_To do_
Could you copy all of the records below exactly as they appear?

(Dataset entries)
BEGIN
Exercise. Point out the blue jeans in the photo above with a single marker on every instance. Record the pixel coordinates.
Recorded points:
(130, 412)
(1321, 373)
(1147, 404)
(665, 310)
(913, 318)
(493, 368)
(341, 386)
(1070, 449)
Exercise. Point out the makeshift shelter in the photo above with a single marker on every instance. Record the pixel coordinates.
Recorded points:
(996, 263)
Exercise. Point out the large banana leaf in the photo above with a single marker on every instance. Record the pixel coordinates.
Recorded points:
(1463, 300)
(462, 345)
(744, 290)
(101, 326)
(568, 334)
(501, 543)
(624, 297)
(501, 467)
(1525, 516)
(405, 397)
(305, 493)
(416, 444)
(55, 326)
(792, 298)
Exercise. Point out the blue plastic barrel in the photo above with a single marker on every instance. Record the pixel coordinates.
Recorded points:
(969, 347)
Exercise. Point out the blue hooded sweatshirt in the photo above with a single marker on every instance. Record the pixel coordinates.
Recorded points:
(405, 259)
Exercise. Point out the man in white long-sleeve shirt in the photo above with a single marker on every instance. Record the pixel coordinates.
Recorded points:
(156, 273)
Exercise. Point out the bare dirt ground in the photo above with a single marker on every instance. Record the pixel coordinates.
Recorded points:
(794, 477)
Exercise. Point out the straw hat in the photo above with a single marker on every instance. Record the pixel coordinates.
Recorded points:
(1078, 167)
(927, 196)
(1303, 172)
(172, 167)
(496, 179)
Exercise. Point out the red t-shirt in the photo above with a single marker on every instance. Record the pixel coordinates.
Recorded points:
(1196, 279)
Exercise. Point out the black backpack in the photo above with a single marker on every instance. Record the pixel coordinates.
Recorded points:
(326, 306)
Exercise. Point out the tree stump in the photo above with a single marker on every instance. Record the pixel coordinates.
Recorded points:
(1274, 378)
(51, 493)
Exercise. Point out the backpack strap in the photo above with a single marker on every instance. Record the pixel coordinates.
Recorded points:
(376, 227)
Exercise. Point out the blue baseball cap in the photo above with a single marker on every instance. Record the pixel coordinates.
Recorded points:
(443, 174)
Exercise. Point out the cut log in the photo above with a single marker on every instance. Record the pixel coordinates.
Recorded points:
END
_Solution_
Exercise. Point out the blue jeans in the photo above with a single marker on every instance. Record the pixel coordinates.
Recorded points:
(130, 412)
(1321, 373)
(1147, 404)
(665, 310)
(913, 318)
(493, 368)
(341, 386)
(1070, 449)
Exercise. Point out the makeshift shelter in the photo above with a single marker on every instance. Record the pixel coordinates.
Recorded points:
(996, 263)
Exercise. Point out the large banana leaf in the photo above with a single marker on every instance. Record the pixel coordinates.
Recorded points:
(1463, 300)
(462, 345)
(744, 290)
(101, 326)
(568, 334)
(501, 543)
(624, 297)
(501, 467)
(1525, 516)
(405, 397)
(305, 493)
(416, 444)
(55, 326)
(792, 298)
Exercise. Point out the blue plastic barrel in the photo above with a single marker on every instance. Record the pixel coordinates.
Recorded points:
(969, 347)
Exercise. Point out the blue hooded sweatshirt in the photo above with a single marker on every instance. Record the pixel coordinates.
Recorded points:
(405, 259)
Exercise. Point out the man in white long-sleeve shirt in the photo above with a single marker on every instance. Record the pixel coordinates.
Recorded points:
(156, 273)
Exercise. Point out the bare dirt ground in the photo above with a single marker on every instance. Record the pixel coordinates.
Recorded points:
(794, 477)
Exercise. Point out the straw hat in the photo above with a single marker on every instance. Record the pixel coordinates.
Recorded points:
(1078, 167)
(927, 196)
(1303, 172)
(172, 167)
(496, 179)
Exercise. Point out the red t-shirt in the photo above with a single marker on every instance. Record the pixel coordinates.
Recorded points:
(1196, 279)
Exercise. Point out the black backpack in the photo above with a single marker on every instance. Record the pixel coordinates.
Recorded points:
(326, 306)
Exercise. Point out the tree stump in the photo above with a single marker on every instance. Record the pixel coordinates.
Recorded points:
(1274, 378)
(51, 493)
Exercise. Point out the backpack strap in the photo above with a single marker on every instance. Record the pixel coordinates.
Recorded points:
(376, 227)
Exercise. Point out the blue baseball cap in the photo above with a single marker on every instance. Record the pixel coordinates.
Recorded points:
(443, 174)
Exercise. Point out the cut log in the photo above with a single marker on every instance. Record the pixel coordinates.
Recorded points:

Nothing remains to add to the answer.